Exercise aim — In the records below, replace every "instance" with "occurrence" and reproduce the rest of the records unchanged, leaving out the pictures.

Material for the task —
+---+

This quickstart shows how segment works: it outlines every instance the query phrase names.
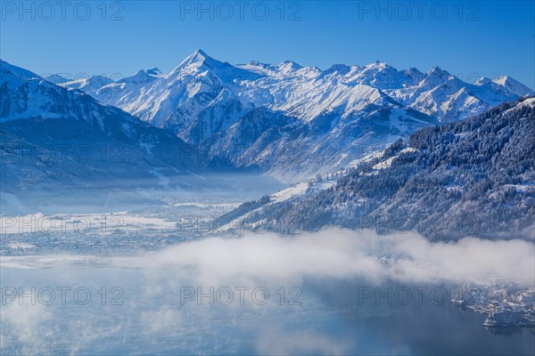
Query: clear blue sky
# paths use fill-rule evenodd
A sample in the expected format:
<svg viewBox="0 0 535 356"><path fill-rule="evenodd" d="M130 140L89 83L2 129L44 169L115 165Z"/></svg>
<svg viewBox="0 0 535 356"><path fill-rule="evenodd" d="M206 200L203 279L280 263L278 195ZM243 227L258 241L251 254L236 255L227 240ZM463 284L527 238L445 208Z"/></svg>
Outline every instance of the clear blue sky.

+---+

Correct response —
This quickstart shows how segment works: it outlines every occurrence the query phrase names.
Query: clear blue sky
# paths use fill-rule evenodd
A sample in the expected format:
<svg viewBox="0 0 535 356"><path fill-rule="evenodd" d="M130 140L89 83L2 129L44 169L115 165Z"/></svg>
<svg viewBox="0 0 535 356"><path fill-rule="evenodd" d="M206 200L203 279L280 263L278 195ZM243 227L258 241L251 254L236 255L227 240ZM463 284L527 238L445 208Z"/></svg>
Outline every occurrence of the clear blue sky.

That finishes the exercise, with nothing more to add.